Required work: Gather every line in the data entries below that contains the word "orange" and list them.

** Begin Records **

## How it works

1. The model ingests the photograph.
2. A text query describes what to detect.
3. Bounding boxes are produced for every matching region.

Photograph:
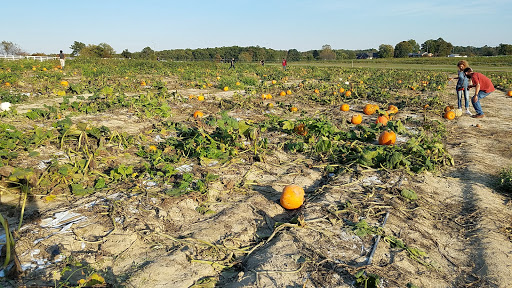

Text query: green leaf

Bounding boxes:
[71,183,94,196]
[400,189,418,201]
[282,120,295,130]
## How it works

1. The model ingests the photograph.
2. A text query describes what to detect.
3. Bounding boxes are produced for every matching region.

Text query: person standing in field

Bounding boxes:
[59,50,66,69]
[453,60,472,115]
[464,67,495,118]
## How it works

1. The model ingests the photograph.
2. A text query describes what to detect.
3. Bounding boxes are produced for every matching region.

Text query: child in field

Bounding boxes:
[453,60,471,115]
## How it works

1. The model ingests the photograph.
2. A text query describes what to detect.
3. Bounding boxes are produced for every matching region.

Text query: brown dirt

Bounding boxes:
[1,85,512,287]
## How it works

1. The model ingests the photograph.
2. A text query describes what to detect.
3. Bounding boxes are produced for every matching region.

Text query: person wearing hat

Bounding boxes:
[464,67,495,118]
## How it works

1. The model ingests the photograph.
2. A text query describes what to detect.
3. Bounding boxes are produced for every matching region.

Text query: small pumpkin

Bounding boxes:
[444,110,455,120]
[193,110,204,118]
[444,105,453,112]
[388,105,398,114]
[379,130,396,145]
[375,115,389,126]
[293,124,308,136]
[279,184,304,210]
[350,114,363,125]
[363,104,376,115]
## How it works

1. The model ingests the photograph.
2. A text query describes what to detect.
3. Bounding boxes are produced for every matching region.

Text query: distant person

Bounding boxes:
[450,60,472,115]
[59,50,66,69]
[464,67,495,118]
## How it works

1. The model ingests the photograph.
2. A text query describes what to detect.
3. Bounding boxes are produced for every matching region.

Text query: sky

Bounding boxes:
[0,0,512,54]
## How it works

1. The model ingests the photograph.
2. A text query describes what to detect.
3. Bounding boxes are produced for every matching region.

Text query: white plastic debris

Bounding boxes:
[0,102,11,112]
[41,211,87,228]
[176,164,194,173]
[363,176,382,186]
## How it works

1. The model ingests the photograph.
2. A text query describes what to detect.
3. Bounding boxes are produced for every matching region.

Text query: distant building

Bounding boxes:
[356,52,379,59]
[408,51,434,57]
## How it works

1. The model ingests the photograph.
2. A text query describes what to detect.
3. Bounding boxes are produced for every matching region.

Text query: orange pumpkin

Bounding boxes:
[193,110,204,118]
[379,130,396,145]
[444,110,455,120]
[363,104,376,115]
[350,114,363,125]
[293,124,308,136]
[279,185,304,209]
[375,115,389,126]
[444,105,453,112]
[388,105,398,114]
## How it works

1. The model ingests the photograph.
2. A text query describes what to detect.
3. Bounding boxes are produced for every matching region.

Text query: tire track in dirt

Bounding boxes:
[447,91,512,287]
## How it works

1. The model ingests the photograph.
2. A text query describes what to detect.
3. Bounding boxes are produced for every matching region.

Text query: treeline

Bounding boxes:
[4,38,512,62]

** End Records **
** Begin Records **

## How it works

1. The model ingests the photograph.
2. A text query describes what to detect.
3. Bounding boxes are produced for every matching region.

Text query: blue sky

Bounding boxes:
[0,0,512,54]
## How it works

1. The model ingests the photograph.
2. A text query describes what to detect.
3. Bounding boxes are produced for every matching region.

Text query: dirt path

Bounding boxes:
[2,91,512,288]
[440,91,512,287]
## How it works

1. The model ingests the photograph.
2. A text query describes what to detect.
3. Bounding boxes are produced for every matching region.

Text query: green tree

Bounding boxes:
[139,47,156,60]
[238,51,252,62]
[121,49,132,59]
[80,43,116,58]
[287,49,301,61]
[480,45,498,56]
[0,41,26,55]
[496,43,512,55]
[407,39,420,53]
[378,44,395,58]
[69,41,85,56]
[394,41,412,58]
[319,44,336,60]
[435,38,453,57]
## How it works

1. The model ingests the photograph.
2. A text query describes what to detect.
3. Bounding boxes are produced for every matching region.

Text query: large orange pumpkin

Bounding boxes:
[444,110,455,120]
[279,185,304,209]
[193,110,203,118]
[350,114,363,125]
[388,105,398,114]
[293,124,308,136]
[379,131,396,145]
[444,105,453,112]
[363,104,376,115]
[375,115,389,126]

** End Records **

Written answer:
Text query: orange pumpkin
Text query: large orange pumpkin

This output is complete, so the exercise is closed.